## start

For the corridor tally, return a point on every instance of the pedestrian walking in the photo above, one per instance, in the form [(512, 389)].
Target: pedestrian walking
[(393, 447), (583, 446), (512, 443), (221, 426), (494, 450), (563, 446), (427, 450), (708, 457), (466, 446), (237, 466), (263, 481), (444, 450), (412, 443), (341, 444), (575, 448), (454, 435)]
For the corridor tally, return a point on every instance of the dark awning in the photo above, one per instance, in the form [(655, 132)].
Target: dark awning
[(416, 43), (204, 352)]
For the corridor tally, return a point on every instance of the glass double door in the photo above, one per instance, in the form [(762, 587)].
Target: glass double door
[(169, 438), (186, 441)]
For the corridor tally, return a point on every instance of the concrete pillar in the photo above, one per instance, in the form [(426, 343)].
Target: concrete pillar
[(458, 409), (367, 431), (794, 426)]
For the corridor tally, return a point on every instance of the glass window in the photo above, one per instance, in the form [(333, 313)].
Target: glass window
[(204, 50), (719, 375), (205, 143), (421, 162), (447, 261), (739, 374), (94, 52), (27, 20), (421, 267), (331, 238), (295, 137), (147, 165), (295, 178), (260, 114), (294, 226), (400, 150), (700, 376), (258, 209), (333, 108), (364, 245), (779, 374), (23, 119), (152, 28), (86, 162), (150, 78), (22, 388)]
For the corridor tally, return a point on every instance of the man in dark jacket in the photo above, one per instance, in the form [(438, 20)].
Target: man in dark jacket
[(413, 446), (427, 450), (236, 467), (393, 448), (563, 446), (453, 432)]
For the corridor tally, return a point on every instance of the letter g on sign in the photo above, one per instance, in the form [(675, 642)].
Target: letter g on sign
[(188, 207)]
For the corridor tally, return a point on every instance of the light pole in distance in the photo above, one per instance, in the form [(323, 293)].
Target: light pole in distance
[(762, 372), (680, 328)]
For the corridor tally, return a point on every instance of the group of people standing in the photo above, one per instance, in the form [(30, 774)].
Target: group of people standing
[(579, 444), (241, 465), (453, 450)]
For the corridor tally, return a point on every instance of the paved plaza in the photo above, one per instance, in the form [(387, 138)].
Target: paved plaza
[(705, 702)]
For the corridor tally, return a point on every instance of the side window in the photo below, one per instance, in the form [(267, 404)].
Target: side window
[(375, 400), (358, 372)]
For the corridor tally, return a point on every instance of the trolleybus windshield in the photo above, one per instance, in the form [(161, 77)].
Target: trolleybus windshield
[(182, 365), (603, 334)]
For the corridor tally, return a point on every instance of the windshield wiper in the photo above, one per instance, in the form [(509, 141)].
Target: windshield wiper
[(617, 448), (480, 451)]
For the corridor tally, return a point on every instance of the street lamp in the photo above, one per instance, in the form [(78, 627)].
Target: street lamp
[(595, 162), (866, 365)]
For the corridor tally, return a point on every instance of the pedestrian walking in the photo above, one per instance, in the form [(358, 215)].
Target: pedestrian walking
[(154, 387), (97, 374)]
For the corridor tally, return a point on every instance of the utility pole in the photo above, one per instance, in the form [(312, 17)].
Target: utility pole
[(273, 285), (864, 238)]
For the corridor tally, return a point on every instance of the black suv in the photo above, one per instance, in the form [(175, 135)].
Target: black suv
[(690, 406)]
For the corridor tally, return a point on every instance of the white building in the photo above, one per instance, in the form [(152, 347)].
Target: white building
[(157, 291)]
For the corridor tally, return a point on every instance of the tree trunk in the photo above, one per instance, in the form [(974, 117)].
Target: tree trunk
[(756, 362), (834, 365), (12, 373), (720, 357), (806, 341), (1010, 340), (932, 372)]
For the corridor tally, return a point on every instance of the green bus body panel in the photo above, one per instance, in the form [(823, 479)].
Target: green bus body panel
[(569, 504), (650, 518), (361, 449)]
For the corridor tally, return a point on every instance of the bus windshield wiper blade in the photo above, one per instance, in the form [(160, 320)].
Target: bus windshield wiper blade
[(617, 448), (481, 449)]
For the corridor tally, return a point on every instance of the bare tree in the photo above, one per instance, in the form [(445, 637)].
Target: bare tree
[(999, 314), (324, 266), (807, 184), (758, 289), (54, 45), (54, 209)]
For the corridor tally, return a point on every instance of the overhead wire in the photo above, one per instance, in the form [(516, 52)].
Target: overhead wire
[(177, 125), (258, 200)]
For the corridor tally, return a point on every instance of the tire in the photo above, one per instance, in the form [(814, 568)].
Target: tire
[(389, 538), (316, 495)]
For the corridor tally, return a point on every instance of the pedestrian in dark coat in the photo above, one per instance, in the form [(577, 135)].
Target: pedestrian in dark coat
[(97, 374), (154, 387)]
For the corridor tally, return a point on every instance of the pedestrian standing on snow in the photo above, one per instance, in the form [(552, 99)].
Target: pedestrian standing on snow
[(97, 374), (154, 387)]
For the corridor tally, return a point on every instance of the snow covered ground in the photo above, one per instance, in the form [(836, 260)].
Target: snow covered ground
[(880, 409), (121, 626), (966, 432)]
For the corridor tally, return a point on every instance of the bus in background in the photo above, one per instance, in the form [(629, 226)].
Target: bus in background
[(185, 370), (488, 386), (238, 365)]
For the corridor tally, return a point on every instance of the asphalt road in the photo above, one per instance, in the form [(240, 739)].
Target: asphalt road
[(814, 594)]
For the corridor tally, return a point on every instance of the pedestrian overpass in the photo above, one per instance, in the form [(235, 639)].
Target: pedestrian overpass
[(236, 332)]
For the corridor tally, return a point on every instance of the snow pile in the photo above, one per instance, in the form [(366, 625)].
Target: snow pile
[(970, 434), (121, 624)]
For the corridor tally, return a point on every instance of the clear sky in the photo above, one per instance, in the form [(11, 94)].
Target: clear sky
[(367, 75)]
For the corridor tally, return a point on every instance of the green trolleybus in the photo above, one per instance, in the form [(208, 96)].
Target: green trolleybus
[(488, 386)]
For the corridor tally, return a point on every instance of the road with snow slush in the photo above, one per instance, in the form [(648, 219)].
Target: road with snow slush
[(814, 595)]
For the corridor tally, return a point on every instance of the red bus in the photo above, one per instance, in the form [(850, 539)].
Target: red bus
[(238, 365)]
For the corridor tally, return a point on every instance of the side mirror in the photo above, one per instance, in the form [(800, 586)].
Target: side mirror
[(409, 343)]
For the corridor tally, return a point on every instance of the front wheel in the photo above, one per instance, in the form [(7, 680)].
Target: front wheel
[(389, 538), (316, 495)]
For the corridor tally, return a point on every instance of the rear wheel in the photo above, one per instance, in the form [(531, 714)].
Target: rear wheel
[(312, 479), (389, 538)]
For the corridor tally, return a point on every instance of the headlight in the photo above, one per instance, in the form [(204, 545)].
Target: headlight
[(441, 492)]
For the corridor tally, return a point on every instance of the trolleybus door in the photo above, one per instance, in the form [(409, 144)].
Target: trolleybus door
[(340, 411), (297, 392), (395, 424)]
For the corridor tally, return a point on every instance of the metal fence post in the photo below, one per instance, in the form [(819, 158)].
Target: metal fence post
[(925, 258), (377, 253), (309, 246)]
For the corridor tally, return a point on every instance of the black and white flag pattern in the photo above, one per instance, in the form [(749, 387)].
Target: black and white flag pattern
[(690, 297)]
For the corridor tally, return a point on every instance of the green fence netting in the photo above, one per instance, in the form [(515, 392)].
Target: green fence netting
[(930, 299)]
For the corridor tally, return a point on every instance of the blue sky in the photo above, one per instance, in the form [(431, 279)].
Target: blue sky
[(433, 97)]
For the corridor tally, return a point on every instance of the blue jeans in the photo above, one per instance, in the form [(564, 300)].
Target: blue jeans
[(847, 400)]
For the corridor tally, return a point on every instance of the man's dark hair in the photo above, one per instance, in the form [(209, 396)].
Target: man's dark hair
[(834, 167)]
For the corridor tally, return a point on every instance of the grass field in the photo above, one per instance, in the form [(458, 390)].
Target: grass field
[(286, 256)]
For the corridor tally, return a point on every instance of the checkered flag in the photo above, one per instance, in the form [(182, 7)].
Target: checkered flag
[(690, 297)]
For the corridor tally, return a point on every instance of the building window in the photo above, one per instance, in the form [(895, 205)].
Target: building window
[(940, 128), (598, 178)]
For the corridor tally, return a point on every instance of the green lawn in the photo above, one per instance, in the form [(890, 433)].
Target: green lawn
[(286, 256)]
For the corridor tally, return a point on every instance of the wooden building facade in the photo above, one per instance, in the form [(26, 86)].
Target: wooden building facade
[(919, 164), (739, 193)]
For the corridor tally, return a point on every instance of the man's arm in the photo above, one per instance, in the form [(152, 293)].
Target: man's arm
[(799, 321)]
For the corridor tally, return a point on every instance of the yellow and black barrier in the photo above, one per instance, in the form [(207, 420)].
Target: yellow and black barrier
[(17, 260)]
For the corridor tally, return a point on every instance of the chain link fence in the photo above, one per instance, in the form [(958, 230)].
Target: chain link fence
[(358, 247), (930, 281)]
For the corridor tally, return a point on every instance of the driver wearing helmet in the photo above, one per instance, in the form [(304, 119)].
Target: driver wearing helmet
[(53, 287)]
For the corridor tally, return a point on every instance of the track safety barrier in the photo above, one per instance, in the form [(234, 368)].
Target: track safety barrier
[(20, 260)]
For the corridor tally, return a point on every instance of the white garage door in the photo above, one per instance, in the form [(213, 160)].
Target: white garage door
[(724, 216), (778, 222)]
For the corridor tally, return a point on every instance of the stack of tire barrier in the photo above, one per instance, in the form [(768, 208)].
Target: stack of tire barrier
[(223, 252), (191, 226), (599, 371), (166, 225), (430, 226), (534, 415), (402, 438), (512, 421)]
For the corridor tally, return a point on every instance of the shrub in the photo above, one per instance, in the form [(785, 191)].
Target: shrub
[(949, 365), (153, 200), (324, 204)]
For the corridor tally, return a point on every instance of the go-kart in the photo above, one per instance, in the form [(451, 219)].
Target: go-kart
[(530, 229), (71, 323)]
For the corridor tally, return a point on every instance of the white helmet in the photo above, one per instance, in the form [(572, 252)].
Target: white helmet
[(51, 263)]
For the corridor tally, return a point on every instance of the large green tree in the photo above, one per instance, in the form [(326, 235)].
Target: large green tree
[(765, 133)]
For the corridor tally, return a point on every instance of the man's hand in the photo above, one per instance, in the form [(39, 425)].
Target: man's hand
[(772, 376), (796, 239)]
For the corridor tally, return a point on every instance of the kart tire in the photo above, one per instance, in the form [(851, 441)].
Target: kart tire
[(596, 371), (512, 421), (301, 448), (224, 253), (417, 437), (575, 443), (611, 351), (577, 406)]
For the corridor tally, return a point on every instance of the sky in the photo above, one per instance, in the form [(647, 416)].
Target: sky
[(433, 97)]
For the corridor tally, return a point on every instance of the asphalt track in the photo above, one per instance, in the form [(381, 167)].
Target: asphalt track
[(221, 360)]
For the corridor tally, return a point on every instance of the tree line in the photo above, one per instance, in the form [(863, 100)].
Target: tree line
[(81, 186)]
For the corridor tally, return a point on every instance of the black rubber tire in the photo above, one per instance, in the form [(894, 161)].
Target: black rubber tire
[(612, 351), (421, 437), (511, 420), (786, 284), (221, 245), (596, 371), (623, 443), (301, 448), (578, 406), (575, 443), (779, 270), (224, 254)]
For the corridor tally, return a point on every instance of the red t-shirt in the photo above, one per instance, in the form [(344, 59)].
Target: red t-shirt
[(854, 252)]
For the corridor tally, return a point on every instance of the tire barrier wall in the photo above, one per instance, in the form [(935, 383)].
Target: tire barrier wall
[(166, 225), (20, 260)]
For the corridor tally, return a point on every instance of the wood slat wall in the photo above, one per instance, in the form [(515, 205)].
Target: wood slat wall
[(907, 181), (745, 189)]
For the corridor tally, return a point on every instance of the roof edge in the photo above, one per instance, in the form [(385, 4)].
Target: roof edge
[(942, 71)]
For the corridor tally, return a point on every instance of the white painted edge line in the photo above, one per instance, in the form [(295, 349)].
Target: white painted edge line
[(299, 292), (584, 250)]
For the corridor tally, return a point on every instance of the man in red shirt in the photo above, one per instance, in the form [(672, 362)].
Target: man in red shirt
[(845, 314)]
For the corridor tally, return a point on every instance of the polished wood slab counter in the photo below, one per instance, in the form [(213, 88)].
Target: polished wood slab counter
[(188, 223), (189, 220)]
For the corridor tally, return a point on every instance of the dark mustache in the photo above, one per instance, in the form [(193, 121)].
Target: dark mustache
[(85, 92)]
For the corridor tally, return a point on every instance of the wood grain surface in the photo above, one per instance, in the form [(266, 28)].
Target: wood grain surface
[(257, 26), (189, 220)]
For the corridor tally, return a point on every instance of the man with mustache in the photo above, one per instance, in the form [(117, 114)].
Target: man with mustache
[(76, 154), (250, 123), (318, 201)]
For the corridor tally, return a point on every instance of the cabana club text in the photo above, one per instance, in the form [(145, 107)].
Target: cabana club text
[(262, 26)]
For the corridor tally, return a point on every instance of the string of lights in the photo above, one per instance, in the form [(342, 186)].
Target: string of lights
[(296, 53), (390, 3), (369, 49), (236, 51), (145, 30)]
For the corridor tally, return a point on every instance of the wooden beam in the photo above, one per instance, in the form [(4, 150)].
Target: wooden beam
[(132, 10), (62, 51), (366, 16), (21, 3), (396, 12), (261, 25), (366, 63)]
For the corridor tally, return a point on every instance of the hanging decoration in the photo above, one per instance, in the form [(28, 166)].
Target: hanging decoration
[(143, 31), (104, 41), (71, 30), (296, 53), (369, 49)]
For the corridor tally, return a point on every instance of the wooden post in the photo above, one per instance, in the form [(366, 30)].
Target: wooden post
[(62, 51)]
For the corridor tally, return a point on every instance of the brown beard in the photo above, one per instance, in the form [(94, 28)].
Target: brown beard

## end

_What this task involves_
Copy everything in the data from the line containing "form [(895, 205)]." down to the line containing "[(919, 164), (739, 193)]", swapping "corridor tally" for "street survey" and leaving all else as is.

_Solution to the exercise_
For the street survey, return a point on every instance of the building window in the photo above, one per instance, in the form [(895, 205)].
Target: building window
[(940, 128), (598, 178)]
For the street survey, return a point on every instance of the green lawn in the photo above, one per instance, in the form [(890, 433)].
Target: green lawn
[(286, 256)]
For the street survey, return a point on every instance of the wooden building facade in the photo above, one per instance, in the form [(26, 86)].
Target: wooden building facade
[(919, 164), (739, 193)]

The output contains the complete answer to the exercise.